Stated problem:
Reproduce the lines below verbatim, in the order given.

Dataset content:

○ ○ ○

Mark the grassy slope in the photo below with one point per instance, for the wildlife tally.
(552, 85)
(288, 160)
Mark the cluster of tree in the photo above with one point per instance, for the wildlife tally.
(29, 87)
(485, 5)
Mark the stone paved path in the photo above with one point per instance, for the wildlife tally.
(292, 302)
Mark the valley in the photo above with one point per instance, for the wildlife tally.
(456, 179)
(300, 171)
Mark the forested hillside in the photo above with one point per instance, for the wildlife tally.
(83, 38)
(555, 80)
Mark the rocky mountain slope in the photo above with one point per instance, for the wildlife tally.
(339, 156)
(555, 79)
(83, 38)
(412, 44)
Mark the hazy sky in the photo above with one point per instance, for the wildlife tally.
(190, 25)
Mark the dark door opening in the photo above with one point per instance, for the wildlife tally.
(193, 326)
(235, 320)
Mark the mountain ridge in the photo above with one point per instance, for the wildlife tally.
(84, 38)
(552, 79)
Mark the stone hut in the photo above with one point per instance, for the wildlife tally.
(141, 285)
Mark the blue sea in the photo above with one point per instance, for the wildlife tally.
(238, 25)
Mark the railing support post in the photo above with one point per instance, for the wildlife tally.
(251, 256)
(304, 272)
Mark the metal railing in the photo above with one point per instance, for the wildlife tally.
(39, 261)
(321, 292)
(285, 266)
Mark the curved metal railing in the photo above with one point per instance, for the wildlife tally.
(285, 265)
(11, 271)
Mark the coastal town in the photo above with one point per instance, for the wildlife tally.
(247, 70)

○ ○ ○

The solution:
Mark the grassy slope in the photo below with one point per instance, for the wildlife tally.
(552, 85)
(288, 160)
Mark the cluster of tree in the photo above with one point per instance, for the wildlife tally.
(29, 87)
(485, 5)
Mark the stone paved path in the photo above with one point per instance, for the wildlife tally.
(292, 302)
Mark the valley in the photo above with one point per instance, for the wildlife tally.
(456, 179)
(300, 171)
Mark the forested hillside in the photo above with one point per instance, for the wildlife tally.
(83, 38)
(555, 80)
Mark the rocky mountain slope in the photo above with one point per instance, for the wildlife tally.
(339, 156)
(555, 79)
(83, 38)
(412, 44)
Mark the hazy sky in the photo above with one point per instance, for the wildlife tally.
(190, 25)
Mark the dark door opening in the photo above with one point per instance, for the wildlife tally.
(193, 326)
(235, 320)
Mark the mountain ridge in the photo above with one point per instance, for the wildlife tally.
(84, 38)
(552, 79)
Mark the stone hut in the photo above with one point per instance, for the wildlife tally.
(141, 285)
Mark the blue sea in the photo above with one point per instance, for the wildlife tally.
(238, 25)
Mark the railing support post in the photo above with one point per instance, for the wildlife tally.
(251, 256)
(304, 272)
Mark the metal railing in the photo above with one point per instance, for the wildlife tally.
(39, 261)
(321, 292)
(285, 266)
Mark the curved metal railing in the photo above with one point per instance, for the wildlife tally.
(285, 265)
(11, 271)
Mark the coastal town in the photo above with one point per instance, for the wildlife tally.
(247, 70)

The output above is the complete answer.